All of the records should come back exactly as written.
○ ○ ○ ○ ○ ○ ○
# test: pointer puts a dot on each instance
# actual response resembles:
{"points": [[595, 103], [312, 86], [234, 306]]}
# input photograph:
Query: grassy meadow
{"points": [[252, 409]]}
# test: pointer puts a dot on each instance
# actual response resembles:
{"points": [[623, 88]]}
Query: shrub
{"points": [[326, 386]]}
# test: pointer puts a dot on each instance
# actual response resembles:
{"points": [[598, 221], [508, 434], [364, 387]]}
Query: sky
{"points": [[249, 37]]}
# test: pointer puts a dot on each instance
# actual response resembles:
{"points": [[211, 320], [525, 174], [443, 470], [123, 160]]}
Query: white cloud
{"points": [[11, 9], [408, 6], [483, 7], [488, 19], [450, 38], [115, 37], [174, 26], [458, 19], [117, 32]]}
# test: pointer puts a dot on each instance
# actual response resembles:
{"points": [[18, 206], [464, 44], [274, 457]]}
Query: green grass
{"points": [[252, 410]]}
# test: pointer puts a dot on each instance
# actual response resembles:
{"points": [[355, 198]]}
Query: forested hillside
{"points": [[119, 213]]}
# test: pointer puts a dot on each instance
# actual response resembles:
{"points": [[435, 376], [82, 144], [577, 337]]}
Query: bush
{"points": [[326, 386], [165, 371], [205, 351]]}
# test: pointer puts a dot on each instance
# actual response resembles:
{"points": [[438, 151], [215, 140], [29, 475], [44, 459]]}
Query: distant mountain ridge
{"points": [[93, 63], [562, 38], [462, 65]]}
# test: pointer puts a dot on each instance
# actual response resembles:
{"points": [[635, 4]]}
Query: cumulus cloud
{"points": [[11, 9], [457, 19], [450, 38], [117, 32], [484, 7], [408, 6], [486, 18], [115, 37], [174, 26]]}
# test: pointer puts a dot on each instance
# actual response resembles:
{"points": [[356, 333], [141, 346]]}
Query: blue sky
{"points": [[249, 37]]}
○ ○ ○ ○ ○ ○ ○
Exercise output:
# test: pointer puts a dot on each instance
# actual response resembles:
{"points": [[595, 103], [312, 86], [234, 306]]}
# input photograph:
Query: grassy meadow
{"points": [[252, 409]]}
# test: pointer puts a dot on each instance
# actual response resembles:
{"points": [[623, 88]]}
Query: shrub
{"points": [[326, 386]]}
# test: pointer puts a dot on each instance
# actual response resembles:
{"points": [[598, 221], [508, 434], [364, 387]]}
Query: sky
{"points": [[249, 37]]}
# test: pointer puts a dot on each instance
# actual response resembles:
{"points": [[211, 320], [525, 174], [443, 470], [123, 160]]}
Query: white cloud
{"points": [[11, 9], [408, 6], [483, 7], [488, 19], [450, 38], [115, 37], [174, 26], [458, 19], [117, 32]]}
# test: pointer puts a dot on each instance
# actual response resembles:
{"points": [[18, 206], [464, 44], [274, 457]]}
Query: green grass
{"points": [[252, 410]]}
# test: pointer puts a dot on each instance
# actual response resembles:
{"points": [[355, 198]]}
Query: forested hillside
{"points": [[119, 213]]}
# test: pointer puts a dot on each instance
# actual response resembles:
{"points": [[435, 376], [82, 144], [577, 337]]}
Query: bush
{"points": [[326, 386], [165, 371], [205, 351]]}
# test: pointer puts a dot on each instance
# actual response resembles:
{"points": [[438, 151], [215, 140], [29, 475], [44, 459]]}
Query: distant mountain ridge
{"points": [[93, 63], [562, 38], [462, 65]]}
# test: pointer puts a dot on each instance
# actual response resembles:
{"points": [[635, 4]]}
Query: cumulus cloud
{"points": [[11, 9], [457, 19], [450, 38], [117, 32], [484, 7], [408, 6], [486, 18], [115, 37], [174, 26]]}
# test: pointer puts a dot on each instance
# actual response resembles:
{"points": [[356, 333], [141, 346]]}
Query: blue sky
{"points": [[249, 37]]}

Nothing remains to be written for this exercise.